Task description
Each entry is to be retyped exactly as it appears, and each image is to be dropped.

Data records
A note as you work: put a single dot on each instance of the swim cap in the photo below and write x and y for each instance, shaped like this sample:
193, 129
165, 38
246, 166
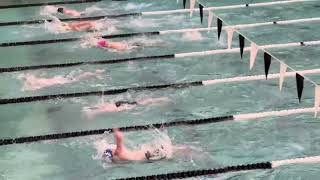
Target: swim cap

Result of the exercise
A note as you work: put a single dot on each instance of the swim cap in the photo below and write x and y for each instance, shaped like this sample:
193, 129
165, 38
246, 166
Target: swim cap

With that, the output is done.